* [MATERIAL SHOWN]
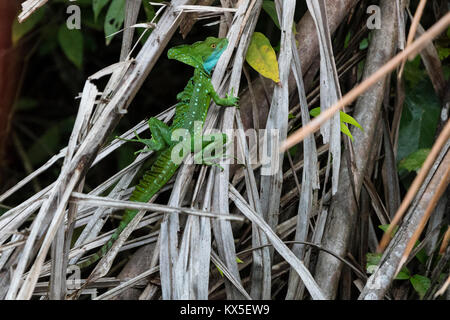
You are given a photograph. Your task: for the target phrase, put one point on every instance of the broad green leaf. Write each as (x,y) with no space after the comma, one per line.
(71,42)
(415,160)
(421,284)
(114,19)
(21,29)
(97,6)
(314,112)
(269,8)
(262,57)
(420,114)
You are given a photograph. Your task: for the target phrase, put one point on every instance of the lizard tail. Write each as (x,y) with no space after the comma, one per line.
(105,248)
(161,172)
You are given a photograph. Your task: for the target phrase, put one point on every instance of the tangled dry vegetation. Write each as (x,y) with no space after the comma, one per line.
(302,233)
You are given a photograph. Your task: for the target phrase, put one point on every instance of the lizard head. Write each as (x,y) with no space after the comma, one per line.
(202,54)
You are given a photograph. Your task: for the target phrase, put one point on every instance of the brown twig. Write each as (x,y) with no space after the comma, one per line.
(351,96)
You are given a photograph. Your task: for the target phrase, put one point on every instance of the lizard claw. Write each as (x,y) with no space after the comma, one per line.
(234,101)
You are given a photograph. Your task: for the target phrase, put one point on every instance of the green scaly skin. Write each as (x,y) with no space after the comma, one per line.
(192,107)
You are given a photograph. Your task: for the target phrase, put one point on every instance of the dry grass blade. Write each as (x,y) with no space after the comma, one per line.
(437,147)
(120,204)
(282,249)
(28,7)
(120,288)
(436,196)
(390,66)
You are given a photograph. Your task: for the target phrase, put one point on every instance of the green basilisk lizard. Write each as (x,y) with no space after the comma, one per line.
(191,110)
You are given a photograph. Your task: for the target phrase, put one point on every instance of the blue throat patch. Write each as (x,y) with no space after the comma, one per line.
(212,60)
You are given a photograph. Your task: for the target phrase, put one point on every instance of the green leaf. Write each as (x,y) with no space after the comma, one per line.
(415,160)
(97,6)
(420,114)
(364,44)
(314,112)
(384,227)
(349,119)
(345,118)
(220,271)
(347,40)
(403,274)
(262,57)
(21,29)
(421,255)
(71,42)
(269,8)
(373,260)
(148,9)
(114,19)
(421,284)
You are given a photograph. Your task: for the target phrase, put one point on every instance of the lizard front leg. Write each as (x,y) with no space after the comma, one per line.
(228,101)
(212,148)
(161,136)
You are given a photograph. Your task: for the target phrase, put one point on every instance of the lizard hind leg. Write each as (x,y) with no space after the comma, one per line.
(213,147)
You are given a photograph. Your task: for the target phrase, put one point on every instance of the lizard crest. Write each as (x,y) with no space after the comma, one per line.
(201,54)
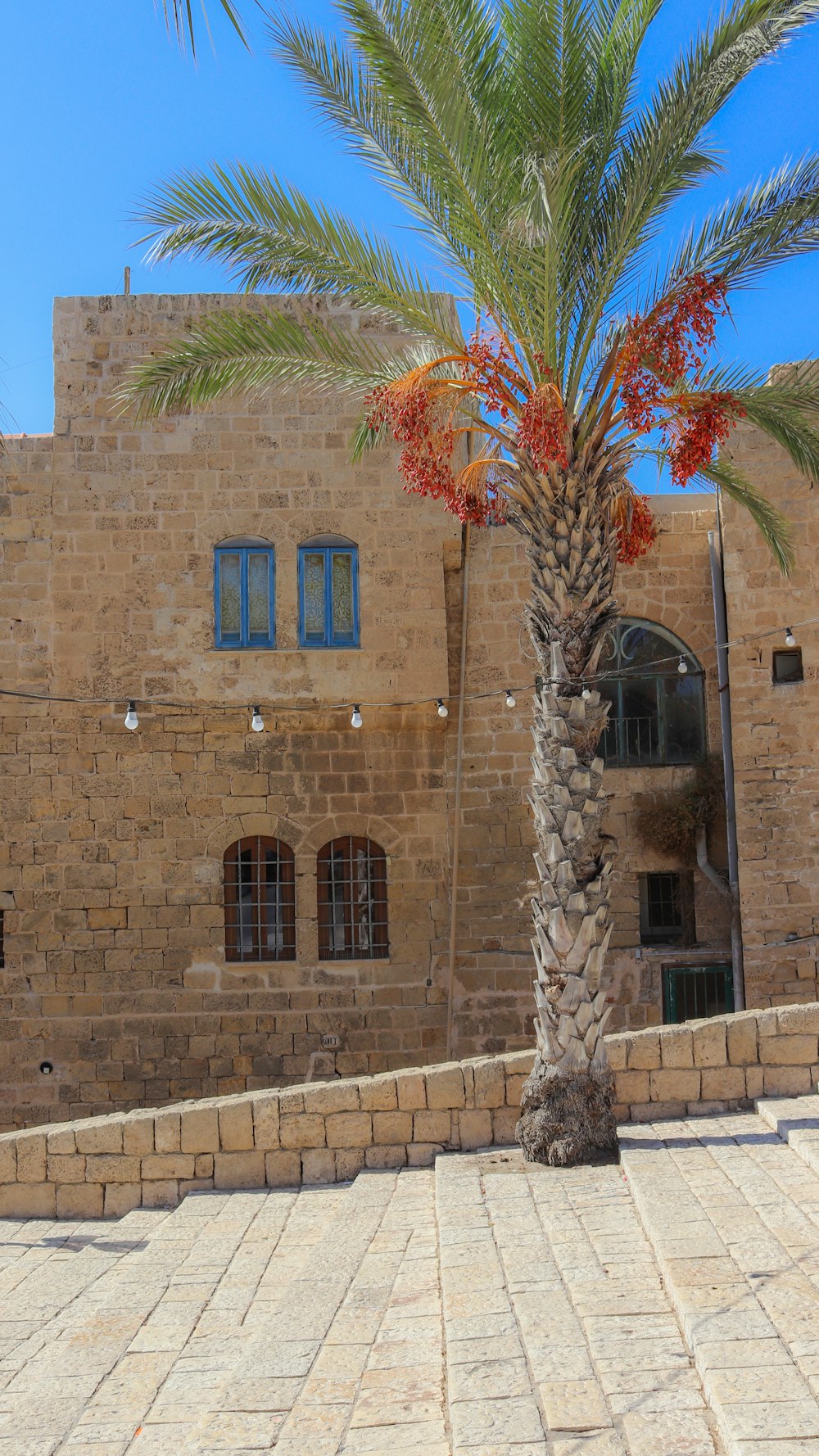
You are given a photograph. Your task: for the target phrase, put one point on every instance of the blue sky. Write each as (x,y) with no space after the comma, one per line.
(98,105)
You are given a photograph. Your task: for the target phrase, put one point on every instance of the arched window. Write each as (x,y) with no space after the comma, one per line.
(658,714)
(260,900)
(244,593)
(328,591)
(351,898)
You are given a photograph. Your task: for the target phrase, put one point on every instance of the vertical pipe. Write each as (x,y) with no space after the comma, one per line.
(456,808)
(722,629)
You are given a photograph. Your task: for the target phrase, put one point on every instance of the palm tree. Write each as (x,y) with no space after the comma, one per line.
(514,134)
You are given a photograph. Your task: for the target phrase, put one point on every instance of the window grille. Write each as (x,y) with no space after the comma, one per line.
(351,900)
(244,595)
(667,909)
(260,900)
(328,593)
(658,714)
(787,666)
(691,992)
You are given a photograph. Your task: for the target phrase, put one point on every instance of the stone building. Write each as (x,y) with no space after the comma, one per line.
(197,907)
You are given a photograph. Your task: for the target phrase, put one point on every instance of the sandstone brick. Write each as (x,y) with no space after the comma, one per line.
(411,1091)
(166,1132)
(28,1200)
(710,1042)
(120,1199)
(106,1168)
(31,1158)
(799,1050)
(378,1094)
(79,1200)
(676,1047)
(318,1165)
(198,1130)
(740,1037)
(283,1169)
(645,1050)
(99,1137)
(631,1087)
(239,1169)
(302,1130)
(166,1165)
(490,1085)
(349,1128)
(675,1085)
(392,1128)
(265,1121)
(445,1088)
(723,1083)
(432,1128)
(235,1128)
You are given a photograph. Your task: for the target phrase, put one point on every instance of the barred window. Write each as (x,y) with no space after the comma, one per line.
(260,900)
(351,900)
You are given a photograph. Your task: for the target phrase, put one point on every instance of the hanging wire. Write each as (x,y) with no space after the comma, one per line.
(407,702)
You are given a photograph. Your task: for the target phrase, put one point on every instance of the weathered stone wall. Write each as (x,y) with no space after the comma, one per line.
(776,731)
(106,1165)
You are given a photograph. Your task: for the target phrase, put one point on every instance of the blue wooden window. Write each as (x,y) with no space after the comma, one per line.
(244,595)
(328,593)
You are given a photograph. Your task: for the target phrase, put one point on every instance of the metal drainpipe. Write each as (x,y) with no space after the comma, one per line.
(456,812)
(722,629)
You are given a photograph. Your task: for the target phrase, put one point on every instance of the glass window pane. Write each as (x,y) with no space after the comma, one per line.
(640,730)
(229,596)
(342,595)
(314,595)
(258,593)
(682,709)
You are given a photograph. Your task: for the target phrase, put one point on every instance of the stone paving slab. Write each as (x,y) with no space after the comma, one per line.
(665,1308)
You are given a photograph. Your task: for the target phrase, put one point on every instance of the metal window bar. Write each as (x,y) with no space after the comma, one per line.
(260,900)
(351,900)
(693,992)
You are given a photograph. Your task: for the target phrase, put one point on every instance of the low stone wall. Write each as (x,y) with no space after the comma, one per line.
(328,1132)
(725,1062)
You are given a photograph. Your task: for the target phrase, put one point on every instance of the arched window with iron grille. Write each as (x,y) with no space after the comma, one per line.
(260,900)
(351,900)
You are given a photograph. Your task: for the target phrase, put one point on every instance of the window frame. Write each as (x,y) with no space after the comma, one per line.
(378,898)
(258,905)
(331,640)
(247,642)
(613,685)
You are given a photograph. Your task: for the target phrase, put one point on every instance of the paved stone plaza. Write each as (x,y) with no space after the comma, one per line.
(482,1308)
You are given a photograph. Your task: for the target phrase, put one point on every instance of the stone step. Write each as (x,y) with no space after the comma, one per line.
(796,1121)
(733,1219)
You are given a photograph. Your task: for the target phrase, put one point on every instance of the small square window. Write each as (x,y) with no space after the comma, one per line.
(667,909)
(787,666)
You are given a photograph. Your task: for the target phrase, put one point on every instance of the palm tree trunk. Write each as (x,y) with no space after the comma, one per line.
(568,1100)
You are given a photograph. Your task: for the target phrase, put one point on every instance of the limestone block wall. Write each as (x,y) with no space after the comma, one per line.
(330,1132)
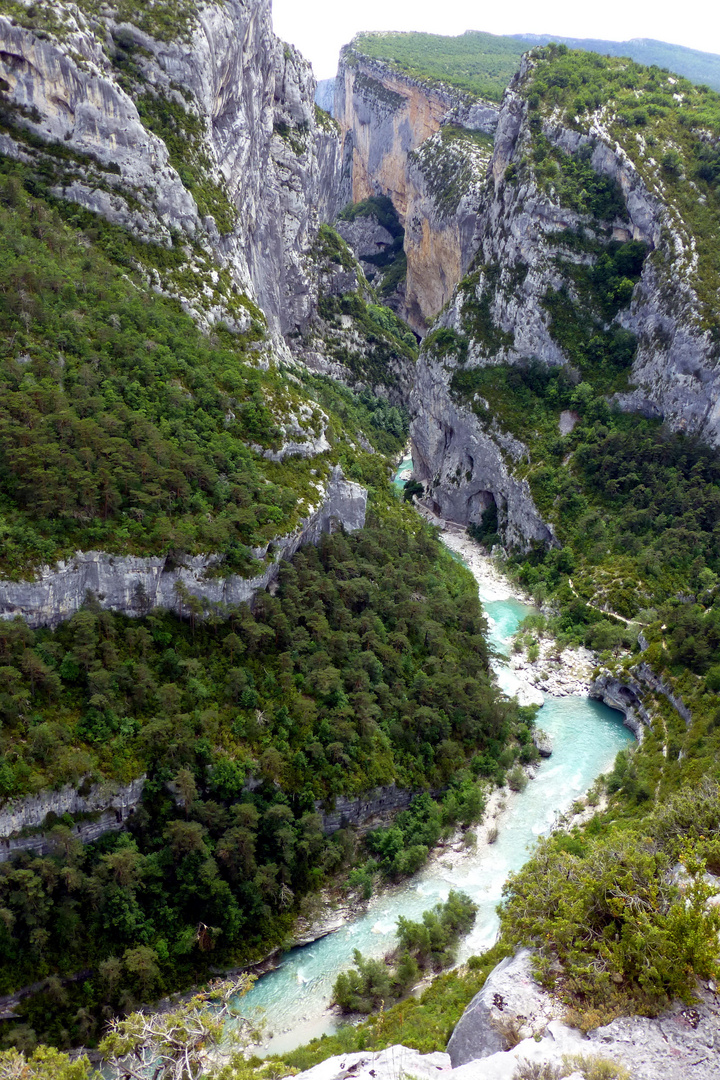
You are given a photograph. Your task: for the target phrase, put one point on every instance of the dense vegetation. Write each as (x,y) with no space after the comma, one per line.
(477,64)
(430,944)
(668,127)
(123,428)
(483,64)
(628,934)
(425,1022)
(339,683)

* [WHAT IS NEEDED] Replace "photograph" with "image" throughout the stretch from the line containing "arched window with" through the end of the rows, leaving everything else unchanged and leaving the pictures out.

* [ANSWER IN FULL]
You are given a image. Your task: for the target phrase, put one point on every instance of the arched window with iron grille. Write each as (x,y) with no space after the comma, one per line.
(260,900)
(351,900)
You are given a image. Your task: for the target phrase, put one point on every instance of the window frame. Write each as (x,y) with no space after the comma, one per line.
(378,898)
(258,905)
(331,640)
(247,642)
(613,685)
You are given a image. Your task: for the target phrase, put one point on every instance of the paved stone plaza. Write each as (x,y) with no space after the comma, one per line.
(482,1308)
You are given a image. Your task: for the target phrase, put one point on every instance of the stone step. Write each as (x,y) with no space after the comma, one per line.
(796,1121)
(733,1219)
You are given a image. Your task: for the target phrase, put one point on every instance of the small square window. Write each as (x,y) with no space after the comma, one per line.
(667,909)
(787,666)
You are given a image. Your task: for the target phrase, put one point on every instance of the palm tree trunk. Write each as (x,y) with no space after the comma, one per line.
(568,1100)
You are given a image. Your task: for the target phrase, put one point on every instance of the limestone block wall. Write each as (x,y) with no space after the comma, one per line.
(330,1132)
You are given a image. Your task: for the target phrase, put one point on every instance of the dense vegetation. Write each as (x,y) with no space after the comma, one per line.
(477,64)
(430,944)
(668,127)
(123,428)
(483,64)
(628,934)
(425,1022)
(339,683)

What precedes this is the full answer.